◆ Text section ◆
# ER Physician Billing



## jacubillas (Dec 5, 2007)

My facility has an ED.  Up until now, I've only been coding for the facility fee.  We are going to start billing for the MD, as well.  The ED E/M level is not always the same as the physician E/M level, from what I understand.  Do I add Modifier 26 for the physican component in ED?


----------



## racheleporterwilliams (Dec 5, 2007)

do not understand your question....please rephrase your question


----------



## Rita Bartholomew (Dec 13, 2007)

I've been coding ED encounters for 5 years.  A 26 modifier is not appropriate for the professional E/M.  The place-of-service indicated on the claim form will make the adjustment necessary for the professional portion.  Do append modifer 25, though, if the physician also performs a procedure.


----------



## thompsonsyl (Dec 13, 2007)

Hi,

My understanding is that a -26 modifier is not to be used on e/m services.  The "professional component" is built-in, if you will.  If your doc's do a same day of service procedure, you would add either (-25) modifier for procedures that carry a 0-10 post-op/global days or a (-57) modifier for procedures that carry a 90+ post-op/global days.
Hope this helps!


----------



## mmelcam (Dec 14, 2007)

You do not put a 26 modifier on the emergency room E&M code. The only modifiers that you would probably use would be a 25 or a 57 if the physician performed a procedure.


----------

[Data listing]

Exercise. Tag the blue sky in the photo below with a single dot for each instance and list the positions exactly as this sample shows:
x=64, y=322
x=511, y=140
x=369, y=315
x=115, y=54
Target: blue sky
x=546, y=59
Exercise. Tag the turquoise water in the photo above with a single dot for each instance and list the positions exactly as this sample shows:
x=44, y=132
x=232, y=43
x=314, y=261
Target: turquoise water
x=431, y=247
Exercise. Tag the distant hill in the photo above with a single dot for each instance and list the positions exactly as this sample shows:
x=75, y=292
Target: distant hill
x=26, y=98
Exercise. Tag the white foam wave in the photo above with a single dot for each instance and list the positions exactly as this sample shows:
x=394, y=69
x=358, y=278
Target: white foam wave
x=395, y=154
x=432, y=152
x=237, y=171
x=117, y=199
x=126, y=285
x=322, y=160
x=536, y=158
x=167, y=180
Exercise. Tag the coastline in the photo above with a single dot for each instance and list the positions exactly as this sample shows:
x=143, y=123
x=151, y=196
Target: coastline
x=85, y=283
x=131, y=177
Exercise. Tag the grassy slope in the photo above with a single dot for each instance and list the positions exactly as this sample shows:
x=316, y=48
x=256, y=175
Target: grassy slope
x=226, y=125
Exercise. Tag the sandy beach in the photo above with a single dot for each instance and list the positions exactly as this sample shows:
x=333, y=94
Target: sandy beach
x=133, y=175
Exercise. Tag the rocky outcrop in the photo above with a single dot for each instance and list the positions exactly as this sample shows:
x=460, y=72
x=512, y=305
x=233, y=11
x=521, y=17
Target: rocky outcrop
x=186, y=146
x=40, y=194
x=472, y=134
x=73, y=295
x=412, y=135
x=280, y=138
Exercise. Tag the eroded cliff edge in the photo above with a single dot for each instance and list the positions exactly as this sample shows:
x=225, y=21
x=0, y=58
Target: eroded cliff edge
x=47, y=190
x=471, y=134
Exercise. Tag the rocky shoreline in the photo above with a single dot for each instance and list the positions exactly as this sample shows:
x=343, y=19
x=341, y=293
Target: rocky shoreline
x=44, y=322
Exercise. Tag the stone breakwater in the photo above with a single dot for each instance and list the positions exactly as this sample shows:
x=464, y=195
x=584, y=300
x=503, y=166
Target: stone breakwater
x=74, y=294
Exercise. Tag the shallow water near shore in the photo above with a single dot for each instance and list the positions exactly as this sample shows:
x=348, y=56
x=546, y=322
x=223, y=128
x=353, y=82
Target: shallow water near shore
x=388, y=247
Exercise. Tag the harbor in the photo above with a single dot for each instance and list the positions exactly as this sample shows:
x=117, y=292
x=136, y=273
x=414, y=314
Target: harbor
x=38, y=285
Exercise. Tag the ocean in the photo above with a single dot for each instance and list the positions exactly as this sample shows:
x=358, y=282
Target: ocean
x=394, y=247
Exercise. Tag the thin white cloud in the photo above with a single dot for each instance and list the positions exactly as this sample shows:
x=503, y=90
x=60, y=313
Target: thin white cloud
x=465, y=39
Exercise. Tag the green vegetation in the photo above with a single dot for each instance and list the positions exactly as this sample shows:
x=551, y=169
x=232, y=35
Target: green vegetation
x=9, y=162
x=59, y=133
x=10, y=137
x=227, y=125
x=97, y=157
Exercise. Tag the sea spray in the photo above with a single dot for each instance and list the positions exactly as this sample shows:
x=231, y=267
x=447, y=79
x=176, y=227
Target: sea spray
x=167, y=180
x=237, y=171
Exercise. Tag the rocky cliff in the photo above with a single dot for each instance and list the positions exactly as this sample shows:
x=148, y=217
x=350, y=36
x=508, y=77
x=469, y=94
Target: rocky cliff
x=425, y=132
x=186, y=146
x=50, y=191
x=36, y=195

◆ What to work on ◆
• 1. In one to three sentences, give the billing thread's explanation of why a 26 modifier should not be added to the physician's emergency department E/M code.
• 2. Edit the entries from the line containing "Exercise. Tag the harbor" down to the line containing "x=97, y=157", replacing "single dot" with "single marker" and leaving everything else unchanged. Return only those lines.
The billing thread and the entries have no connection to each other.

◆ Responses to the tasks ◆
• 1. One reply explains that the place-of-service on the claim form makes the adjustment needed for the professional portion. Another says the professional component is already built into E/M services.

• 2.
Exercise. Tag the harbor in the photo above with a single marker for each instance and list the positions exactly as this sample shows:
x=117, y=292
x=136, y=273
x=414, y=314
Target: harbor
x=38, y=285
Exercise. Tag the ocean in the photo above with a single marker for each instance and list the positions exactly as this sample shows:
x=358, y=282
Target: ocean
x=394, y=247
Exercise. Tag the thin white cloud in the photo above with a single marker for each instance and list the positions exactly as this sample shows:
x=503, y=90
x=60, y=313
Target: thin white cloud
x=465, y=39
Exercise. Tag the green vegetation in the photo above with a single marker for each instance and list the positions exactly as this sample shows:
x=551, y=169
x=232, y=35
Target: green vegetation
x=9, y=162
x=59, y=133
x=10, y=137
x=227, y=125
x=97, y=157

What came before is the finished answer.